What to work on: Output the line that contains "point: support pillar" and every line after it to the end of the entries, with nothing added or left out.

(Records from a dataset)
╭──

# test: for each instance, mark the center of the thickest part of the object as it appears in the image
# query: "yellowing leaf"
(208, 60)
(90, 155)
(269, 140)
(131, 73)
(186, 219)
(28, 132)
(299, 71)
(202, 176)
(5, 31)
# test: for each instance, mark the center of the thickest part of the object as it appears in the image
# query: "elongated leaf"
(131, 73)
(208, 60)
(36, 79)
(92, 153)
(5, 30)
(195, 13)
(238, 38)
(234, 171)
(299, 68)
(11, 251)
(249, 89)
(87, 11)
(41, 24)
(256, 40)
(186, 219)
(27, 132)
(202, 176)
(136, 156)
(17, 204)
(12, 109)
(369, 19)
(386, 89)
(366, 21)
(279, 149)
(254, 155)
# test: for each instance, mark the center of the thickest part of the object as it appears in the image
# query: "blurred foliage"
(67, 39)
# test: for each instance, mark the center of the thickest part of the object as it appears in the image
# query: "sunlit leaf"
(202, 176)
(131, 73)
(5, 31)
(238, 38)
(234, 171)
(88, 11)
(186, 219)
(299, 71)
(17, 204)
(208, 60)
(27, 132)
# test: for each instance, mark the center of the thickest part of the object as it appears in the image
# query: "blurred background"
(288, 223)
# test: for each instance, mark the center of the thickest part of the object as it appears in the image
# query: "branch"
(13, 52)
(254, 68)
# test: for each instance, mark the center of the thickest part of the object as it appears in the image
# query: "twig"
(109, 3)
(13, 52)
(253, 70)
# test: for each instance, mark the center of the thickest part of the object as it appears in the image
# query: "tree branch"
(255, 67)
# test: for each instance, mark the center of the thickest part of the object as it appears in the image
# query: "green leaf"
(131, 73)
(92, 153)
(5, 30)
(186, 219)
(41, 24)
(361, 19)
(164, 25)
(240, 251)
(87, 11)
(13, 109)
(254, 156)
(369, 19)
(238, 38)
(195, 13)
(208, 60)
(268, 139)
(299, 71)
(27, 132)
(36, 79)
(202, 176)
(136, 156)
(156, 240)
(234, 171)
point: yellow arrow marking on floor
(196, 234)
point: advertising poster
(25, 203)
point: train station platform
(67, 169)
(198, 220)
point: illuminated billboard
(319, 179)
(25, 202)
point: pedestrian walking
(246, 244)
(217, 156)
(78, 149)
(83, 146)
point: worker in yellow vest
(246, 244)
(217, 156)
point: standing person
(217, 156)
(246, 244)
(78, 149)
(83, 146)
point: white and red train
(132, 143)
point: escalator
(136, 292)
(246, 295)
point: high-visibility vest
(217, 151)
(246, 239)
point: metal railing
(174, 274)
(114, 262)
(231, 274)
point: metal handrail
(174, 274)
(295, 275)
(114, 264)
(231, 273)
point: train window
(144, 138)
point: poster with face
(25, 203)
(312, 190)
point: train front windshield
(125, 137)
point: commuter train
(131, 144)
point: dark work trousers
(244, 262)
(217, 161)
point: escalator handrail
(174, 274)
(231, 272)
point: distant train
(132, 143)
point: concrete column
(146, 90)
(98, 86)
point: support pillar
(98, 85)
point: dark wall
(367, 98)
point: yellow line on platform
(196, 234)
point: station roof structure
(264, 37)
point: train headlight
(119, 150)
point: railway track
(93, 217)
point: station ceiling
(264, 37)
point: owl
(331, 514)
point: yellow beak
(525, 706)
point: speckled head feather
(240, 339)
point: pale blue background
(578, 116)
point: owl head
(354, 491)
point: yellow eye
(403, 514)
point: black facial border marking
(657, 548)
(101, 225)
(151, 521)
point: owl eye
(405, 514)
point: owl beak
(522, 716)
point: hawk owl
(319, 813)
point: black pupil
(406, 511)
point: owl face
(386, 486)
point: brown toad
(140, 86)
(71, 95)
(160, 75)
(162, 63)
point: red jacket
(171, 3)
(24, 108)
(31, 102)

╰──

Solution below:
point: support pillar
(98, 85)
point: dark wall
(367, 98)
point: yellow line on platform
(196, 234)
point: station roof structure
(264, 37)
point: train headlight
(119, 150)
point: railway track
(93, 217)
point: station ceiling
(264, 37)
point: owl
(331, 514)
point: yellow beak
(525, 706)
point: speckled head feather
(240, 339)
point: pale blue background
(578, 116)
point: owl head
(354, 491)
point: yellow eye
(403, 514)
point: black facial border marking
(657, 548)
(101, 225)
(151, 521)
point: owl eye
(405, 514)
point: owl beak
(522, 716)
point: hawk owl
(319, 813)
point: black pupil
(406, 511)
point: owl face
(386, 486)
point: brown toad
(140, 86)
(71, 95)
(160, 75)
(162, 63)
point: red jacket
(171, 3)
(24, 108)
(31, 102)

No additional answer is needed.